━━━━━ PROVIDED DATA

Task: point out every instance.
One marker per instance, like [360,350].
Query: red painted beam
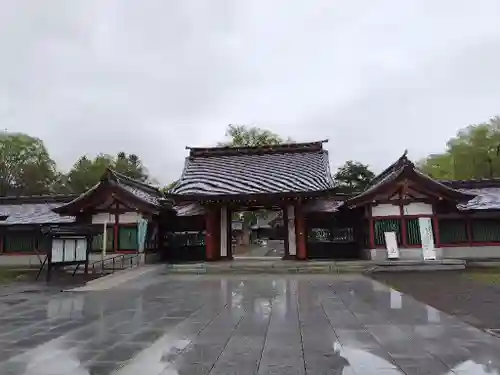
[300,234]
[210,234]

━━━━━━━━━━

TRY IT:
Transcribe the records above exactly, excluding every picture.

EXERCISE OUTPUT:
Task: point out every instance.
One marker per instance, like [360,350].
Query: red painted beam
[300,234]
[210,234]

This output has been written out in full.